> EXERCISE TASK A
In the records, switch "utensil" to "spoon" in the lines starting at the one containing "plate in the photo above." and ending at the one containing "The component shall return one point per instance of the metal", and keep everything else the same.

> DOCUMENT
------------------------------------------------
This is a brief introduction to the sounds of Levantine Arabic. Naturally, a dialect area stretching across four countries in a region known for its linguistic diversity has far more variation than could ever be captured in an article of 2,000 words, so we will be focusing on the dialects spoken by the educated inhabitants of the four capital cities: Damascus, Beirut, Amman and Jerusalem. For ‘Syrian’, read ‘Damascene’; for ‘Lebanese’, read Beiruti.

It is tempting when learning dialect to treat it as a simple sound-substitution game from MSA. This is certainly how we were taught when I had my first dialect classes many years ago: take an MSA sentence, change q to a glottal stop, say biddi for I want and hey presto, you’re speaking dialect. If this article does nothing else, I hope that it demonstrates that the sound system of Levantine – just like its grammar and its lexicon – cannot be straightforwardly derived from MSA, but has to be taken seriously as an independent entity.

A note on inherited vocabulary and MSA loans

The point about sound-substitution aside, it is obviously true that many dialect words show clear correspondences to MSA words, and this can help with learning them. It is also helpful to understand these correspondences, insofar as they exist, because the general habit of writing dialect words as if they were MSA (in particular spelling the various different pronunciations of ق identically) means that words that are pronounced differently are often spelled similarly.

For the dialect equivalents of MSA words that in MSA have the letters ق ث ذ ظ there are two broad categories. One category retains or approximates the MSA pronunciation (q and θ/∂/∂̣ or s/z/ẓ). The other has a ‘simplified’ pronunciation characteristic of dialect (a glottal stop, t/d/ḍ). These two groups are often labelled ‘MSA loans’ and ‘inherited vocabulary’ respectively. The assumption here is that the words in the latter category (which include core vocabulary like numbers, ‘take’, ‘midday’ etc) are the product of the natural process of sound change while the former have been ‘reborrowed’ more recently from the written language.

This is a useful rule of thumb, because it is true that most higher-register words (which in English are often of Latin or French origin) use the MSA pronunciation. Unfortunately, many everyday words also fall into this category (just as English’s French vocabulary includes not only ‘regal’ and ‘impeachment’ but also ‘because’ and ‘just’), and these simply have to be learned.

Consonants

All four dialects of Levantine Arabic have more or less the same basic set of consonants: /b t d k g h ḥ ʕ ʔ q f v ḵ ġ m n l r s z š j ṭ ḍ ṣ ẓ ḷ/ (ʕ and ʔ, for those less familiar with the International Phonetic Alphabet, are respectively ع and a glottal stop). If you’ve studied MSA, these sounds are all probably familiar to you.

The consonants written with ق are worth talking about in slightly more detail. The pronunciation of this letter is one of the most famous shibboleths distinguishing different Arabic dialects from one another.

It is also worth briefly talking about the letters ث ذ ظ. In MSA these letters are pronounced similarly to the English sounds in ‘thin’ and ‘the’ respectively, with ظ the emphatic version of ذ. These sounds (‘interdental’, because they are made between the teeth) are not used by many Levantine speakers (and some speakers, especially NL speakers, cannot even produce them).
------------------------------------------------
> EXCERPTED RECORDS
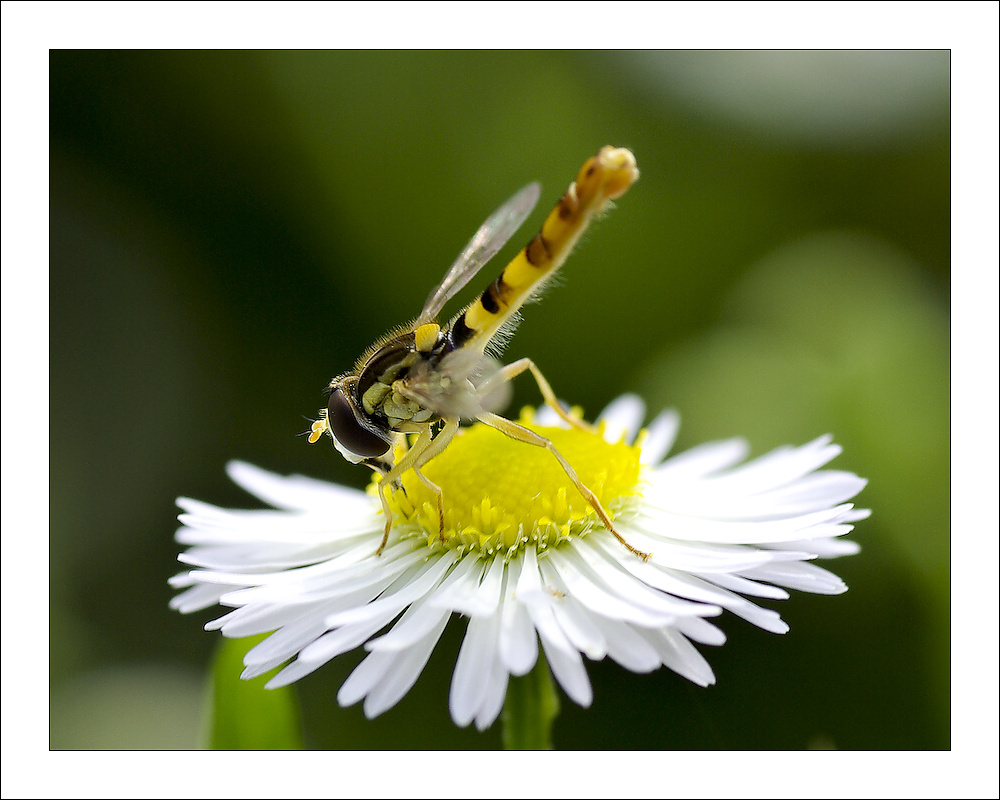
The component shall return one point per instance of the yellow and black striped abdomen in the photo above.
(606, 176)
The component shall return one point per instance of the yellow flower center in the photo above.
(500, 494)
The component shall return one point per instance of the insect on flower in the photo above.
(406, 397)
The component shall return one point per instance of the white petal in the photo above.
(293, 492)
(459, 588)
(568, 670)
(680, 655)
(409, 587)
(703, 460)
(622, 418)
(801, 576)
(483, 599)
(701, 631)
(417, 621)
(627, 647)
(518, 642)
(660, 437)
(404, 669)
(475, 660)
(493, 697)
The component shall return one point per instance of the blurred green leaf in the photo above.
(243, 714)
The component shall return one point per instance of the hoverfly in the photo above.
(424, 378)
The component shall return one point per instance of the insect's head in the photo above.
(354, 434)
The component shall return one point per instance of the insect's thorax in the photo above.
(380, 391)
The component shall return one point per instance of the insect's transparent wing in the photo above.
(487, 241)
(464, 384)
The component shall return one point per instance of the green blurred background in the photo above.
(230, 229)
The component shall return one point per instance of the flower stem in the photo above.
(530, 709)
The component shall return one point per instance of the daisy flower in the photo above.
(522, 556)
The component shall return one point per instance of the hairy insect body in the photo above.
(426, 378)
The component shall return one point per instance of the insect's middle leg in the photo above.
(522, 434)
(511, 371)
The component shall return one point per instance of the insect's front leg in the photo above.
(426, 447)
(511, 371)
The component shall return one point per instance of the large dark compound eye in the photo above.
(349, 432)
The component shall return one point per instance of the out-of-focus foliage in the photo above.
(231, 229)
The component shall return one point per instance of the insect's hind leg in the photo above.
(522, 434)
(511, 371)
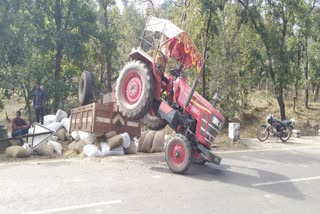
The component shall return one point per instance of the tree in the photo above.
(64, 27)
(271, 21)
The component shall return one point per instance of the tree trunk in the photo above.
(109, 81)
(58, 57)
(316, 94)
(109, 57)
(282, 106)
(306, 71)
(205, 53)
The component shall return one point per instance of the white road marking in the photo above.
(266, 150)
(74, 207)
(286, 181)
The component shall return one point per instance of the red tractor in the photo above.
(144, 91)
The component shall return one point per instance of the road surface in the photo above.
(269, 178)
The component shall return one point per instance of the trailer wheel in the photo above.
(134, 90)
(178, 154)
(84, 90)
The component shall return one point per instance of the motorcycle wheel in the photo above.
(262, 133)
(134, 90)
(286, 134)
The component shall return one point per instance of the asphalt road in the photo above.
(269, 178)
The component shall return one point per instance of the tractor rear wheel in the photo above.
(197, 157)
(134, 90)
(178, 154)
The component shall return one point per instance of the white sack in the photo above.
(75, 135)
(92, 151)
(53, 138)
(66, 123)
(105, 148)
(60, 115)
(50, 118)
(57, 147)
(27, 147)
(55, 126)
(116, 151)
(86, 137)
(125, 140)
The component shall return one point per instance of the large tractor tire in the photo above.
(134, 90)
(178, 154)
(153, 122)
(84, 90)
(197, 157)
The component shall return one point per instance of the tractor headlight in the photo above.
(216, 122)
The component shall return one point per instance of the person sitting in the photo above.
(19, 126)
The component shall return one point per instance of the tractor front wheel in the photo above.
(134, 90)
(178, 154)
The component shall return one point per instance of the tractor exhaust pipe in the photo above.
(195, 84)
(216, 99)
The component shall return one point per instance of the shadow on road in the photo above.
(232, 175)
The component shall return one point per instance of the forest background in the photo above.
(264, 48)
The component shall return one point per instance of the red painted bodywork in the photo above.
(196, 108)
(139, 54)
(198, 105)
------------------------------------------------
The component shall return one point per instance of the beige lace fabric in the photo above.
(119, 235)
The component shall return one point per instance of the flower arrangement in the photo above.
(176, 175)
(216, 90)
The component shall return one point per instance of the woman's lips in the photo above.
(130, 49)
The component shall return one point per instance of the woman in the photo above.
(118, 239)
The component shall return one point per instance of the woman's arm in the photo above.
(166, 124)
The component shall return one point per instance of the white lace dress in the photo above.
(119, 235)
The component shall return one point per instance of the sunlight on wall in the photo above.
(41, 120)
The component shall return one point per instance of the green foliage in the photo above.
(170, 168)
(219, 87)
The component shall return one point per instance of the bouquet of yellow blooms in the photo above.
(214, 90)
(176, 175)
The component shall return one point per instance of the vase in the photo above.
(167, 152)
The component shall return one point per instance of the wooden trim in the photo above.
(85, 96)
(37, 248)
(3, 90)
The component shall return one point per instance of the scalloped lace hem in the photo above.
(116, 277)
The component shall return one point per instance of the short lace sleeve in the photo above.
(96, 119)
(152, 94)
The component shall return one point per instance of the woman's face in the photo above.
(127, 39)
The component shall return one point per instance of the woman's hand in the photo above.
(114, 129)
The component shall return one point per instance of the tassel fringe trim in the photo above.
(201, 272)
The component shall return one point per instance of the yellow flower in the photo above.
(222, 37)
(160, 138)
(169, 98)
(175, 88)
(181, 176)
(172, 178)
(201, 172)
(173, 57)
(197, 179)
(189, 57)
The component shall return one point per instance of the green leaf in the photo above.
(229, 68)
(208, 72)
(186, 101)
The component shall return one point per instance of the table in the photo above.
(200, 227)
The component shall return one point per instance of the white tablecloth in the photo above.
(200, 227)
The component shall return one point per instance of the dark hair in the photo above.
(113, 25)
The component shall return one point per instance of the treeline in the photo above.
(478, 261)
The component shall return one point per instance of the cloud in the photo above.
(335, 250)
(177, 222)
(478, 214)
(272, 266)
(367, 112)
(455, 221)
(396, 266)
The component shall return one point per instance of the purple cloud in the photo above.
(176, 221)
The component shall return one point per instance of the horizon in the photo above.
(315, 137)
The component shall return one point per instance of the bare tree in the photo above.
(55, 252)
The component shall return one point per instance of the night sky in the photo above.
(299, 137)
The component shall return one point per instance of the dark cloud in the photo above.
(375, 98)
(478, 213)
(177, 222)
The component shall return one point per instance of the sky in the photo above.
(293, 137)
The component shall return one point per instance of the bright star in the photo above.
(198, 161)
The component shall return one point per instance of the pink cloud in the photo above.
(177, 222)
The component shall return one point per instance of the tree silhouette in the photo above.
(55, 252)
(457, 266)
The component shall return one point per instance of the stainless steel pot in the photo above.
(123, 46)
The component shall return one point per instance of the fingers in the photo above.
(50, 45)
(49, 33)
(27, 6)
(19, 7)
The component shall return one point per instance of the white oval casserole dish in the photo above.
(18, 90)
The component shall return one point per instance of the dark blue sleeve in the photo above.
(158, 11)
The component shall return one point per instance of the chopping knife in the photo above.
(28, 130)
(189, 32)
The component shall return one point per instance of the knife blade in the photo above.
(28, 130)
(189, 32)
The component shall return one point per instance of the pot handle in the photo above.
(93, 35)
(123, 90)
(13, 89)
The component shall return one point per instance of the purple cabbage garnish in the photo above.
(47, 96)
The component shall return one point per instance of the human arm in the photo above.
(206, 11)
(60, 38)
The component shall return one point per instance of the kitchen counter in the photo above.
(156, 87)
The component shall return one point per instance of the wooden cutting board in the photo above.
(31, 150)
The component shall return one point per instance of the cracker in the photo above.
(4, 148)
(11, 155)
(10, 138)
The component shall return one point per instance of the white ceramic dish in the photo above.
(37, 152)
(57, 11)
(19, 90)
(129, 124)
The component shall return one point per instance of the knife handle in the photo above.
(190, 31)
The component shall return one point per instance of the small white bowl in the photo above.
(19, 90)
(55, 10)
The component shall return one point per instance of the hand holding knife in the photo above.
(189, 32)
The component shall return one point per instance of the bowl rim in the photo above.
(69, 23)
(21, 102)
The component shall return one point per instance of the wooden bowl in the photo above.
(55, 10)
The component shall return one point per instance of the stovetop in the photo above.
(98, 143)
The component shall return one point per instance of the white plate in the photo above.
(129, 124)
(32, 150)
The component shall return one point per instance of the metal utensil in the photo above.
------------------------------------------------
> EXERCISE TASK B
Which four capital cities' dialects does the introduction to Levantine Arabic sounds focus on?

> FINAL RESULT A
The component shall return one point per instance of the white plate in the photo above.
(129, 124)
(32, 150)
The component shall return one point per instance of the metal spoon in the photo above.

> FINAL RESULT B
Damascus, Beirut, Amman and Jerusalem.